▸ Work request: Your answer should be the entire listing, printed exactly.

-.-.-

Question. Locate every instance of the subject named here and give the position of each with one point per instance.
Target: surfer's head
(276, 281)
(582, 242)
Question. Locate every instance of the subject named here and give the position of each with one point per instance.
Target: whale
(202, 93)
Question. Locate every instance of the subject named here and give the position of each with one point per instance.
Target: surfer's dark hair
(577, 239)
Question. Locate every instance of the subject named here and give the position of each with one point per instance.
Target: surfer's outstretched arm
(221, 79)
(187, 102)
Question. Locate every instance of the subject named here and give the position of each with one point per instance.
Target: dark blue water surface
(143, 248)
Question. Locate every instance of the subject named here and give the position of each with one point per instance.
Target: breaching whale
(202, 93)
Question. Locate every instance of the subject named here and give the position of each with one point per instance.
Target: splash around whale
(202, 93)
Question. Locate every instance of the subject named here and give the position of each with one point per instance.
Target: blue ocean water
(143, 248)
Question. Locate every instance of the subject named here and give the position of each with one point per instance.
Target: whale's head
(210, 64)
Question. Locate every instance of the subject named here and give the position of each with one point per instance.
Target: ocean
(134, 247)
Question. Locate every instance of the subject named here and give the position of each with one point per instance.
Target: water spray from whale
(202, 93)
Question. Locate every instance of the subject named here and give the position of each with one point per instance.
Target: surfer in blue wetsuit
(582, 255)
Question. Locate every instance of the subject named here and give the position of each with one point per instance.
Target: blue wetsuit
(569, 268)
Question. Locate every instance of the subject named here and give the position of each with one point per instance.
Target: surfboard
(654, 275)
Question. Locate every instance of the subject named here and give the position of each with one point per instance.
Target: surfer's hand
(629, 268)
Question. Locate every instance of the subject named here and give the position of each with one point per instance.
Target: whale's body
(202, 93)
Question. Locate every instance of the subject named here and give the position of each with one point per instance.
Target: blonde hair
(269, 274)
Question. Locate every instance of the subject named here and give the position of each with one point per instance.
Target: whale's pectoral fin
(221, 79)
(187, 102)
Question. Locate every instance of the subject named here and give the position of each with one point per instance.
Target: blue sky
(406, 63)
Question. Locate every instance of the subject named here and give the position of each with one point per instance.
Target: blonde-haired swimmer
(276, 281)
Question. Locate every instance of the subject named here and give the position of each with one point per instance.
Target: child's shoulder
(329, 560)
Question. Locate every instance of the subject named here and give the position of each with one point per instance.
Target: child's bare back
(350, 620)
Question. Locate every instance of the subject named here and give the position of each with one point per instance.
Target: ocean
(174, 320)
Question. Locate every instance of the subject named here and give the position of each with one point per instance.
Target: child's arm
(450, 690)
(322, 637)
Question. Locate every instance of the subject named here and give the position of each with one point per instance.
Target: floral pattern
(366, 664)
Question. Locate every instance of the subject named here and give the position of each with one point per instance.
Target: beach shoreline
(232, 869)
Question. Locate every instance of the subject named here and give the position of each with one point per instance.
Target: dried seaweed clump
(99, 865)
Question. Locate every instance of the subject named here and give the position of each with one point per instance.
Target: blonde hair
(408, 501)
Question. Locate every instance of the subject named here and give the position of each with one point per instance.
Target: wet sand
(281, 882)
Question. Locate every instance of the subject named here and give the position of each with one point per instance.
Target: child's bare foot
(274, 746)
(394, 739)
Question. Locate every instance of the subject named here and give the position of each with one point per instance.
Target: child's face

-.-.-

▸ Result:
Question. Locate every instance of the subject named here and give the position of each with one point per instance.
Target: surfer's head
(276, 281)
(582, 242)
Question. Locate every instance of the subject named here and give the position of each with one point per instance.
Target: whale
(202, 93)
Question. Locate every instance of the subject named here and give the position of each with one point per instance.
Target: surfer's dark hair
(577, 239)
Question. Locate every instance of the subject named here and give the position of each with one point per instance.
Target: surfer's outstretched arm
(221, 79)
(187, 102)
Question. Locate every instance of the subject named here and give the position of each with one point per instance.
Target: dark blue water surface
(143, 248)
Question. Locate every instance of the subject named here and give the position of each with one point per instance.
Target: breaching whale
(202, 93)
Question. Locate every instance of the subject named here and give the position of each with one point per instance.
Target: splash around whale
(202, 93)
Question. Locate every instance of the subject named here and give the position of each with one point per instance.
Target: blue ocean water
(143, 248)
Question. Locate every instance of the subject named here and give the position of each with one point per instance.
Target: whale's head
(210, 64)
Question. Locate every instance of the subject named here and give the position of each with one point per instance.
Target: ocean
(134, 247)
Question. Locate every instance of the subject named here and give the position of each with one point per instance.
Target: water spray from whale
(202, 93)
Question. Locate every instance of the subject named here and give the position of each with one point per instance.
Target: surfer in blue wetsuit
(582, 255)
Question. Locate every instance of the subject named here and give the position of each with one point per instance.
Target: blue wetsuit
(569, 268)
Question. Locate every instance of the subject named here and give the position of each with one point per instance.
Target: surfboard
(654, 275)
Question. Locate every instance of the subject named here and give the position of each with one point per instance.
Target: surfer's hand
(629, 268)
Question. Locate every instance of the subject named here and give the position of each with one point per instance.
Target: whale's body
(202, 93)
Question. Locate every instance of the subject named here and give the position of each with one point per instance.
Target: blonde hair
(269, 274)
Question. Locate every instance of the subject named here and give the position of each with one point per instance.
Target: whale's pectoral fin
(221, 79)
(187, 102)
Question. Locate every instance of the subject named here and give the position of each with one point per instance.
Target: blue sky
(406, 63)
Question. Locate every instance of the subject named here and give the position of each with one point per instance.
Target: blonde-haired swimmer
(276, 281)
Question. Locate every instance of the subject named here and give the position of each with one point per instance.
Target: child's shoulder
(329, 560)
Question. Locate every instance of the subject named here and give the position of each with one point per instance.
Target: child's bare back
(350, 620)
Question. Locate every instance of the subject named here and give the position of each with one point per instance.
Target: ocean
(174, 320)
Question. Locate every instance of the subject named here and give the position of each with one point per instance.
Target: child's arm
(450, 690)
(322, 637)
Question. Locate every instance of the subject named here and give the position of each with one point per instance.
Target: floral pattern
(366, 664)
Question. Locate every instance of the subject named here and give the position of each with one point per instance.
Target: beach shoreline
(232, 869)
Question. Locate every instance of the subject named here and give the position of each with one point per instance.
Target: dried seaweed clump
(99, 865)
Question. Locate every instance of the subject named here and give the position of each with one point per instance.
Target: blonde hair
(408, 501)
Question. Locate every instance of the subject named here and give the position of each with one point per instance.
Target: wet sand
(281, 882)
Question. Locate every instance of the subject named here and give the position of each with one point per instance.
Target: child's bare foot
(274, 746)
(394, 739)
Question. Locate every instance of the subject named here and give the position of each with one point per instance.
Target: child's face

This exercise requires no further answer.